| Exercise brief |
Summarize the forum thread below in two sentences.

| Extract provided |
——

# New kid on the block



## Charles Devine (Aug 22, 2007)

Nothing fancy nothing nice, nothing gangsta, nothing rice!

Just got my A6 coming from a MKIV GTI and I'm looking to pull the same stunts on this thing. Its going to be a long journey but I know you all will join me for the ride.

As far as plans go.. fix the problems with the car, minor here/there type things, better wheels, coils temporary until I can get a new bag setup then its being dumped on its balls, or draggin its tits for you ladies 

THE OLD:



















THE NEW:

Sorry for the horrible pictures they are the only ones I have so far...



















THE COMING FROM ECS  :beer:










Any comments, concerns thoughts?

vehicle is a 1998 A6 FWD 30V 3.0L nothing fancy but she is a pretty car.

Tootles!


----------



## izzo (Mar 19, 2004)

Wheels is nice :thumbup:


----------



## crabapples (Dec 9, 2010)

That VW was really hot. Hard to give it up?


----------



## EK20 (Sep 28, 2004)

Looks good so far. :thumbup:

Hope you replaced those tires though, they look like they were pretty much gone.


----------



## Charles Devine (Aug 22, 2007)

Actually we are back to stok wheels at the moment waiting for the coils still, thanks for the comments, I'm going to go with 19's now these


----------



## gtibeer (Jun 27, 2006)

Cant't wait to slam this thing.


----------



## gtibeer (Jun 27, 2006)

look what i found!


http://img246.imageshack.us/img246/2315/img2368hv3.jpg


----------



## Charles Devine (Aug 22, 2007)

ya I have that one saved it looks pretty dope mine will looks similar except mine has smaller slots, thanks bir!


----------



## FirstVDub (Apr 6, 2008)

Your going to be completely happy with the way the KW's ride and how low they go.....Pictures below are rears are all the way down (Rubbing axle because im soo low :laugh:....Fronts still have an inch or so to go, and thats without shortening the strut yet!! 

Couple before and after pics for reference....





Summer mode 


Winter mode


----------



## Charles Devine (Aug 22, 2007)

All I have to say is wow! I've seen your car and it made me want to keep the alphards but I couldn't pass up the deal for mint mrr's. I have those sitting at the house and going to be polished by myself like I did the alphards with my buddy, coils will be here Wednesday. If all goes well I should have pictures by the weekend.

——

| Dataset excerpts |
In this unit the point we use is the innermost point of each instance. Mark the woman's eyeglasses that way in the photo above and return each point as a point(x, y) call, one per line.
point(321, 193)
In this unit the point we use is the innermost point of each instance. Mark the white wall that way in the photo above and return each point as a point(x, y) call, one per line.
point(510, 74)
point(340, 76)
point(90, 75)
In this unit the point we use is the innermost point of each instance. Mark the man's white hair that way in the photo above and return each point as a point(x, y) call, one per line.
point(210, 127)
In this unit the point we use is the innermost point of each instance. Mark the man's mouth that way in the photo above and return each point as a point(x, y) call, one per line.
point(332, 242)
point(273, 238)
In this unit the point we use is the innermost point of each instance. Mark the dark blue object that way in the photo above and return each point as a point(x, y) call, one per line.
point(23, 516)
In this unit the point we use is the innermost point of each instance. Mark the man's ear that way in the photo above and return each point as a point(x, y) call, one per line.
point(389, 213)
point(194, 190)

——

| Exercise response |
After moving from a MKIV GTI to a 1998 A6 FWD 30V 3.0L, Charles Devine plans to fix the car's minor problems, fit better wheels, and run coils temporarily until he can get a new bag setup. Replies praise the car and its wheels and describe how well KWs ride and how low they go, while he reports being back on stock wheels, having mint MRRs to polish himself, and expecting the coils on Wednesday.